[[ Material to process open ]]

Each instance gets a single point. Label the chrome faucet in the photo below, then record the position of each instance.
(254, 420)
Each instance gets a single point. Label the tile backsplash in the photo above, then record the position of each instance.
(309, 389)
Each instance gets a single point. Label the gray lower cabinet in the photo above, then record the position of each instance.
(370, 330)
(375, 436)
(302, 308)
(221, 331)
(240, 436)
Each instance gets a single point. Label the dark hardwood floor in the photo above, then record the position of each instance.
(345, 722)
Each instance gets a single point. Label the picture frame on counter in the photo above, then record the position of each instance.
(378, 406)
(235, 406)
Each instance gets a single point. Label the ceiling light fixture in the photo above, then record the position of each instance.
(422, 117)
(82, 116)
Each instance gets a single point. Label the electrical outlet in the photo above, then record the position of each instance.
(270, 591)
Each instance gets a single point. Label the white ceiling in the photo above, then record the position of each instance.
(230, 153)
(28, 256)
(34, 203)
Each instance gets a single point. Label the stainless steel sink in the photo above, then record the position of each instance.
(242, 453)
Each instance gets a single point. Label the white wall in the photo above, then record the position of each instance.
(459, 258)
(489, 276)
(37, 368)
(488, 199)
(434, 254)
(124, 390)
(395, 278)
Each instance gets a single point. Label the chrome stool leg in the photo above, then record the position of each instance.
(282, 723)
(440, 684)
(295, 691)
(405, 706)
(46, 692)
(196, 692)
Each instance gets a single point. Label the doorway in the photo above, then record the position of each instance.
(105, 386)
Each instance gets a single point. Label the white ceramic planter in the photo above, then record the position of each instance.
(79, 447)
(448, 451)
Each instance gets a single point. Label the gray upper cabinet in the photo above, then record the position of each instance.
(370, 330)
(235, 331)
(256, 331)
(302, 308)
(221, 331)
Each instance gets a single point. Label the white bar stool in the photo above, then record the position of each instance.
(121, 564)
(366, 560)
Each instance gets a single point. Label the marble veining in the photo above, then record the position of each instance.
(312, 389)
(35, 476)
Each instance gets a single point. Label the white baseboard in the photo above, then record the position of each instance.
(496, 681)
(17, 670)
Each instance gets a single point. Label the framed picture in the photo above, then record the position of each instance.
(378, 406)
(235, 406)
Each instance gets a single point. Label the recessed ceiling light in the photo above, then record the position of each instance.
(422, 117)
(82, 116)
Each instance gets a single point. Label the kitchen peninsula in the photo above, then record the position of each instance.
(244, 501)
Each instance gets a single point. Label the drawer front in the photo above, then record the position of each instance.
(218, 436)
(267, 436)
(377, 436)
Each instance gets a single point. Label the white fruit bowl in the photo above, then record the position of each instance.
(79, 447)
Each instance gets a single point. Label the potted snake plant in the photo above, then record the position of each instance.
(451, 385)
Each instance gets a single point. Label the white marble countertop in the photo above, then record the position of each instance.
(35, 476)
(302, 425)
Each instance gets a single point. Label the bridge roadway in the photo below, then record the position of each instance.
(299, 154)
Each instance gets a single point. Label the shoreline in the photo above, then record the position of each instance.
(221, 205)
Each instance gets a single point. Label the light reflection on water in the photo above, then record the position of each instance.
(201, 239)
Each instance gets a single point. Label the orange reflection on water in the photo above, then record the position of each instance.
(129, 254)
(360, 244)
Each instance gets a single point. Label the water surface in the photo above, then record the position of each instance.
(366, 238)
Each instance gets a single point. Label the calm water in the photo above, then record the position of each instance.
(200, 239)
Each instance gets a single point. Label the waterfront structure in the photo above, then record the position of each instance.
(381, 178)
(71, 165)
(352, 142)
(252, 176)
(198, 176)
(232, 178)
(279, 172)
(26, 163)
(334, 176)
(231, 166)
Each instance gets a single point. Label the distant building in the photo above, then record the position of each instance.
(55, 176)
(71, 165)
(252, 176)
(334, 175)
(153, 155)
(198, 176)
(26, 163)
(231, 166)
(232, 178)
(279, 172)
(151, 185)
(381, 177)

[[ Material to process closed ]]

Prompt: All of the data above needs to be given again exactly.

Task output:
Each instance gets a single point. Label the chrome faucet in the photo below, then record the position of each instance.
(254, 420)
Each instance gets a single point. Label the tile backsplash in the photo above, then record the position of each instance.
(309, 389)
Each instance gets a single point. Label the gray lower cabinet in the photo above, then record the position of each instance.
(370, 330)
(375, 436)
(302, 308)
(221, 331)
(240, 436)
Each instance gets a single point. Label the dark hardwood floor in the photo above, then record the position of each instance.
(345, 722)
Each instance gets a single point. Label the picture frame on counter in the photo above, then record the position of each instance.
(378, 406)
(235, 406)
Each instance gets a single point. Label the ceiling light fixture in the photo above, then record the position of each instance.
(422, 117)
(82, 116)
Each instance gets a single point. Label the electrical outlet in the photo above, then record the position of each instance.
(270, 591)
Each instance gets a single point. Label the white ceiling in the photo above, then record the position of each instance.
(230, 153)
(28, 256)
(34, 203)
Each instance gets a single point. Label the stainless steel sink in the photo above, then record the position of each instance.
(242, 453)
Each instance gets a single point. Label the white wall in the photo above, then record the position of each instance.
(459, 258)
(489, 276)
(37, 368)
(488, 199)
(434, 254)
(124, 390)
(395, 278)
Each instance gets a single point. Label the chrome stool leg in the photo above, then record the position of each instance.
(282, 723)
(440, 684)
(295, 691)
(405, 706)
(46, 692)
(196, 692)
Each instance gets a single point. Label the doorway in the photo above, then record the position of each instance.
(105, 386)
Each instance gets a single point. Label the white ceramic planter in the photo above, then record the position of each instance.
(79, 447)
(448, 451)
Each instance gets a single point. Label the gray upper cabinet in the photo above, then record the position of each instance.
(370, 330)
(235, 331)
(256, 331)
(302, 308)
(221, 331)
Each instance gets a single point. Label the white bar stool in the photo above, then record the position of each instance.
(121, 564)
(366, 560)
Each instance gets a single point. Label the marble veining in the photo above, then record the position of each instance.
(312, 389)
(35, 476)
Each instance gets a single point. Label the white baseboard in the photo above, then record the position of each instance.
(496, 681)
(17, 670)
Each instance gets a single point. Label the framed picture in the photo above, then record the position of each instance.
(378, 406)
(235, 406)
Each instance gets a single point. Label the recessed ceiling light in the photo above, then record the position of each instance.
(422, 117)
(82, 116)
Each instance gets a single point. Label the kitchen peninsula in the photo above, then record the position of each instance.
(244, 501)
Each instance gets a single point. Label the drawer front in the photo above, then record the position of each instance.
(218, 436)
(267, 436)
(377, 436)
Each instance gets a single point. Label the white fruit bowl in the photo above, then record the position of each instance.
(79, 447)
Each instance gets a single point. Label the potted snake plant in the photo above, then record the position of each instance.
(451, 385)
Each instance gets a single point. Label the white marble countertop in the photo above, then record the position of each instance.
(35, 476)
(302, 425)
Each instance gets a single point. Label the bridge roadway in the photo below, then record the position of each instance.
(299, 154)
Each instance gets a single point. Label the shoreline in the photo above, then record the position of each instance.
(221, 205)
Each instance gets a single point. Label the light reflection on water in the photo above, then record the position of each instance.
(201, 239)
Each instance gets a single point. Label the orange reflection on water in the photo above, then record the position of each instance.
(129, 254)
(360, 244)
Each instance gets a single point. Label the water surface in the photo above, then record the position of each instance.
(366, 238)
Each instance gets a single point. Label the calm water in the photo above, then record the position of each instance.
(200, 239)
Each instance gets a single point. Label the waterfront structure in the photo above, then record the position of each instance.
(381, 178)
(71, 165)
(352, 142)
(252, 176)
(198, 176)
(232, 178)
(279, 172)
(26, 163)
(334, 176)
(231, 166)
Each instance gets a single point. Label the distant building in the photo above, then record the position of each instance.
(55, 176)
(71, 165)
(252, 176)
(334, 175)
(153, 155)
(198, 176)
(26, 163)
(231, 166)
(232, 178)
(279, 172)
(151, 185)
(381, 177)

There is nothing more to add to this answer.